▼▼▼

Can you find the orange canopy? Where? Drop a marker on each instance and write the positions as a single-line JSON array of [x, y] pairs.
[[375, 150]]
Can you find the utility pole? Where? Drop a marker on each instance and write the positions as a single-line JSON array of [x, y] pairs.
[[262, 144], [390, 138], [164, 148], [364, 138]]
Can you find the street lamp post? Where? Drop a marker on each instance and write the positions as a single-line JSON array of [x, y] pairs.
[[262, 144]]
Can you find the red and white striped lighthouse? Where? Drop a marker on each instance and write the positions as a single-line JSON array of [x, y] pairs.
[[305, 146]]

▲▲▲

## WORK TO BE COMPLETED
All lines from the one with "Can you find the street" through the end of the material above are to be printed exactly, and only those.

## RESULT OF THIS EXERCISE
Can you find the street lamp post? Where? Drop a marker on each instance and write the positions as a single-line JSON array of [x, y] pairs.
[[262, 144]]
Can you find the red and white striped lighthouse? Where? Drop a marker on each instance and write the positions as a single-line JSON array of [x, y] pairs.
[[305, 146]]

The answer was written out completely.